■ **Excerpt provided**
════════════════

Appendix V – Management’s Response to the Draft Report

 

 

Abbreviations

 

EITC

IPERA

IRS

NRP

TIGTA

Earned Income Tax Credit

Improper Payments Elimination and Recovery Act of 2010

Internal Revenue Service

National Research Program

Treasury Inspector General for Tax Administration

 

 

Background

 

Generally, an improper payment is defined as a payment that should not have been made or that was made in an incorrect amount or to an ineligible recipient.  Improper payments by Federal Government agencies have been an issue for many years.  Various ways have been put forth to identify, measure, and reduce them, including laws specifically addressing improper payments, an executive order, and guidance by certain oversight agencies such as the Office of Management and Budget.  In addition, agency Inspectors General serve a role by evaluating agency information related to improper payments.

The Improper Payments Information Act of 2002[2] requires Federal agencies, including the Internal Revenue Service (IRS), to estimate the amount of improper payments and report to Congress annually on the causes of and the steps the agency is taking to reduce improper payments.  It requires agencies to address whether they have the information systems and other infrastructure needed to reduce improper payments.  The annual report must also describe steps the agency has taken to ensure that agency managers are held accountable for reducing improper payments.

The Improper Payments Elimination and Recovery Act of 2010 amended the Improper Payments Information Act of 2002

The President signed the Improper Payments Elimination and Recovery Act (IPERA) of 2010[3] into law on July 22, 2010.  The IPERA amends the Improper Payments Information Act of 2002 by strengthening agency reporting requirements and redefining “significant improper payments.”  Significant is defined as gross annual improper payments (i.e., the total amount of overpayments plus underpayments) made in the program during the fiscal year[4] reported that exceeded (a) both 2.5 percent of program outlays and $10 million of all program or activity payments or (b) $100 million.  The IPERA requires the Treasury Inspector General for Tax Administration (TIGTA) to annually review the IRS’s compliance with the IPERA reporting requirements. 

Our evaluation of the IRS’s compliance with the IPERA is incorporated into the Department of the Treasury Office of Inspector General’s annual assessment of the Department of the Treasury’s compliance with the IPERA.  Fiscal Year 2013 was the third year Inspectors General were required to assess agencies’ compliance with the IPERA.  The Treasury Inspector General is required to issue a report on the annual assessment of the Department of the Treasury’s compliance with the IPERA by April 15, 2014.

════════════════

■ **Given instruction A**
Summarize the improper payments background above in two sentences.
■ **Given instruction B**
Reproduce the passage of the improper payments background starting at "Generally, an improper" and ending at "to improper payments.".
■ **Given instruction C**
Translate this sentence from the improper payments background into Spanish: "Improper payments by Federal Government agencies have been an issue for many years."

■ **Data section**
════════════════

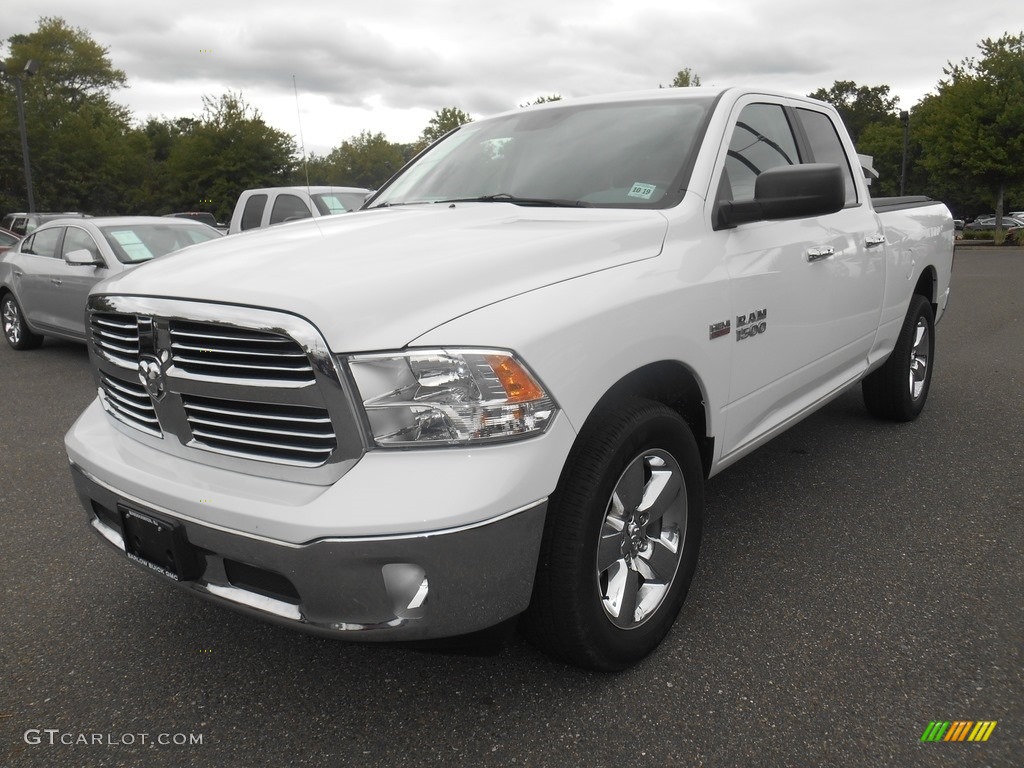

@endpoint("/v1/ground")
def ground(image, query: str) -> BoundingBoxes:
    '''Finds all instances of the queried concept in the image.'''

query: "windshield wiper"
[437,193,592,208]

════════════════

■ **Full output A**
An improper payment is generally a payment that should not have been made or that was made in an incorrect amount or to an ineligible recipient, and the Improper Payments Information Act of 2002 requires Federal agencies, including the IRS, to estimate such payments and report to Congress annually on their causes and the steps taken to reduce them. The Improper Payments Elimination and Recovery Act of 2010 amended that law by strengthening agency reporting requirements and redefining "significant improper payments," and it requires TIGTA to review the IRS's compliance with the reporting requirements every year.

■ **Full output B**
Generally, an improper payment is defined as a payment that should not have been made or that was made in an incorrect amount or to an ineligible recipient.  Improper payments by Federal Government agencies have been an issue for many years.  Various ways have been put forth to identify, measure, and reduce them, including laws specifically addressing improper payments, an executive order, and guidance by certain oversight agencies such as the Office of Management and Budget.  In addition, agency Inspectors General serve a role by evaluating agency information related to improper payments.

■ **Full output C**
Los pagos indebidos realizados por las agencias del Gobierno Federal han sido un problema durante muchos años.